──────── Texto citado ────────

Cuando el viernes a la noche terminó la Conferencia brindada por el Presidente Luis Lacalle Pou, sentí una enorme tristeza. No me importó en ese momento explicarla. No era por él, ni por las medidas propuestas desde el Gobierno, que además me parecieron correctas. Era otra cosa.
Una leve sensación de fracaso planetario, civilizatorio. No por el virus en sí, sino por nosotros humanos, que me parece no estamos dando en el clavo en cuanto al sentido profundo de nuestras vidas.
Y me fuí a dormir. Sin sollozar, pero triste.
Incierta alborada
Amanecí, y aunque alicaído respete mi estado, pero no me abandoné a él. Correr me hace siempre bien, y por eso me largué al Defensor. Durante las diez cuadras de mi casa hasta llegar al Parque Rodó, me pareció habitar una extraña y solitaria escena de The Walking Dead. Lloviznaba y a Montevideo la sentí mortuoria.
Aunque éramos muy pocos a esa hora en el Club, en el vestuario me comenzó a invadir un estado luminoso apenas explicado por una imagen refundacional: solo tres hombres, yo con mi tristeza y los otros dos... padres recientes con sus bebés a cuestas y a tan temprana hora. Mientras me iba vistiendo, ellos cambiaban los pañales a sus hijitas de apenas algunos meses. Luego se ducharon y juntos fueron a compartir la piscina, a disfrutar del agua, quizá, con la secreta intención de volver al Origen.
Como siempre subí la escalera, mientras pedazos de mi tristeza morían en cada escalón. Tome el largo pasillo y llegué a la sala, saludé atento al único corredor de bici presente, y me dispuse a correr en la cinta.
Sin embargo no fueron los habituales diez kilómetros de siempre. En esa mañana de sábado, aproveche la oportunidad para volver -una vez más-, a recorrer el camino de la Vida.
La dignidad de esos padres en el vestuario -tan en las antípodas de la "oscura" pandemia recién desatada-, me habían indicado el camino.
Promisorio atardecer
Cumpliendo con el plan previsto, al llegar la noche volvimos a celebrar la vida. Los 80 de Pepe Vázquez y los 41 de mi compañera Denise, eran suficiente excusa para la reunión. Jabón y gel mediante fueron llegando los amigos. Faltó solo Pepe por lógica indicación médica. Esa noche fuimos siete. Política, medicina china y economía, fueron algunos de los temas entre vino y empanadas. Por supuesto tampoco faltaron las consideraciones sobre la aparición y excepcionalidad que ha desatado este virus a nivel mundial.

────────

## [Responde lo siguiente]
1: Responde según el texto:
(a) ¿Qué escena le pareció habitar a quien narra durante las diez cuadras hasta el Parque Rodó?
(b) ¿Cuántos hombres había en el vestuario del Club?
(c) ¿Cuántos años cumplía Pepe Vázquez?
2: Transcribe un fragmento del texto: empieza en las palabras "Sin embargo no" y termina después de "indicado el camino.".
3: Según el texto, ¿por qué quien narra se fue al Defensor aquella mañana?

──────── Conjunto de datos ────────

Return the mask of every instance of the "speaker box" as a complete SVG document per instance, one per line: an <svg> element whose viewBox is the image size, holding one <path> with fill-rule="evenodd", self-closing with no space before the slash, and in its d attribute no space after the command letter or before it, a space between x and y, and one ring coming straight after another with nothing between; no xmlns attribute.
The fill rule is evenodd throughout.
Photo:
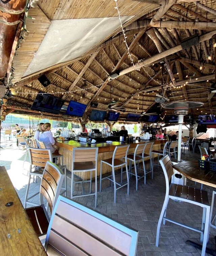
<svg viewBox="0 0 216 256"><path fill-rule="evenodd" d="M93 108L97 108L98 105L98 103L96 103L94 102L91 102L91 107L93 107Z"/></svg>
<svg viewBox="0 0 216 256"><path fill-rule="evenodd" d="M51 83L49 79L45 75L43 75L41 76L40 76L37 78L37 80L44 87L46 87Z"/></svg>

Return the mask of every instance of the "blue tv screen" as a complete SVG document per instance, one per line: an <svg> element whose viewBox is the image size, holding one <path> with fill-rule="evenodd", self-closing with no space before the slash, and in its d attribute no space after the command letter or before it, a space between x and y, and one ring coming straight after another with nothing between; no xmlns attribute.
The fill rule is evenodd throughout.
<svg viewBox="0 0 216 256"><path fill-rule="evenodd" d="M118 120L120 113L119 112L109 111L107 121L116 121Z"/></svg>
<svg viewBox="0 0 216 256"><path fill-rule="evenodd" d="M39 92L31 107L31 109L52 114L58 114L64 100L48 93Z"/></svg>
<svg viewBox="0 0 216 256"><path fill-rule="evenodd" d="M148 117L148 122L154 123L157 122L158 120L158 116L157 115L151 115Z"/></svg>
<svg viewBox="0 0 216 256"><path fill-rule="evenodd" d="M126 122L138 122L139 121L140 115L137 114L129 113L127 115L125 121Z"/></svg>
<svg viewBox="0 0 216 256"><path fill-rule="evenodd" d="M89 121L104 121L106 113L106 111L92 109L89 119Z"/></svg>
<svg viewBox="0 0 216 256"><path fill-rule="evenodd" d="M87 105L85 104L79 103L79 102L74 100L71 100L69 103L65 114L70 116L81 117L83 115L87 107Z"/></svg>

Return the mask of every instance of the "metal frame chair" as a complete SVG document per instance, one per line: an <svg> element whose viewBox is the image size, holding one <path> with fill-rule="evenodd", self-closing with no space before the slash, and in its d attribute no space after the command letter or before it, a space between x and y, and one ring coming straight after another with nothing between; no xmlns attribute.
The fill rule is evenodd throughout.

────────

## [Tus respuestas]
1:
(a) Una extraña y solitaria escena de The Walking Dead.
(b) Tres.
(c) 80.

2:
Sin embargo no fueron los habituales diez kilómetros de siempre. En esa mañana de sábado, aproveche la oportunidad para volver -una vez más-, a recorrer el camino de la Vida.
La dignidad de esos padres en el vestuario -tan en las antípodas de la "oscura" pandemia recién desatada-, me habían indicado el camino.

3: Se fue al Defensor porque correr siempre le hace bien. Por eso salió a correr, aunque había amanecido con el ánimo bajo.